--- Start Raw records ---

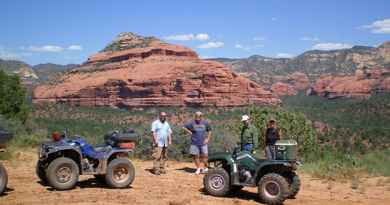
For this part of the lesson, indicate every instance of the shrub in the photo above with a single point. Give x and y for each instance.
(13, 99)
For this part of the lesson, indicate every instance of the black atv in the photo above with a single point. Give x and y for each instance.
(4, 137)
(62, 160)
(276, 179)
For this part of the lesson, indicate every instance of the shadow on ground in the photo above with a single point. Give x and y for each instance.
(241, 194)
(187, 170)
(88, 184)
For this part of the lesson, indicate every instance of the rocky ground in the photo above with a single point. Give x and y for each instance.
(178, 187)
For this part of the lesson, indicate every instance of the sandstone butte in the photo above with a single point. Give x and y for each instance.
(360, 85)
(136, 71)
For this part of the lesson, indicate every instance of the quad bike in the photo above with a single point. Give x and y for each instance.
(276, 179)
(4, 137)
(3, 177)
(62, 160)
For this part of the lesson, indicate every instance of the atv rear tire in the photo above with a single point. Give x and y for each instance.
(62, 173)
(120, 173)
(294, 184)
(217, 182)
(3, 179)
(101, 178)
(235, 188)
(273, 189)
(40, 171)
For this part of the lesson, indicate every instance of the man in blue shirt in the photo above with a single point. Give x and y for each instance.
(200, 132)
(162, 137)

--- End Raw records ---

◆ **To do**: Repeat the entries exactly. Pictures are excluded from the copy.

◆ **Answer to this exercise**:
For this part of the lesson, indicate every instance of the shrub in the photo above with a single point. Give x and y for each instance.
(13, 99)
For this part of the lesson, indicate every instance of the black atv in the photo above with a single point. Give x and y for each instance.
(4, 137)
(62, 160)
(276, 179)
For this part of the lesson, indicate every instance of the shadow on ground in the photo above with a single point. Give x and y for each instance.
(241, 194)
(187, 170)
(88, 184)
For this part of the lesson, indicate every instance of the rocky ground in the photo above with a single point. Give x and y for each instance.
(178, 187)
For this part of the lesson, indicate every instance of the sandstone butte in the photo above with a single point. Give x and y for each instance.
(360, 85)
(136, 71)
For this part of the lesson, indicate every instance of the quad bike in the photo above with a single point. Give x and y for each instance.
(276, 179)
(4, 137)
(3, 177)
(62, 160)
For this part of the lesson, indicate every instance of the atv rear tire in the photo above with a single point. Give x and y for each instance.
(62, 173)
(120, 173)
(294, 184)
(217, 182)
(3, 179)
(101, 178)
(235, 188)
(273, 189)
(40, 171)
For this part of the lesson, indicate every instance of the man in blue shirt in the photo above with a single point. Give x and y for each instance.
(200, 132)
(162, 137)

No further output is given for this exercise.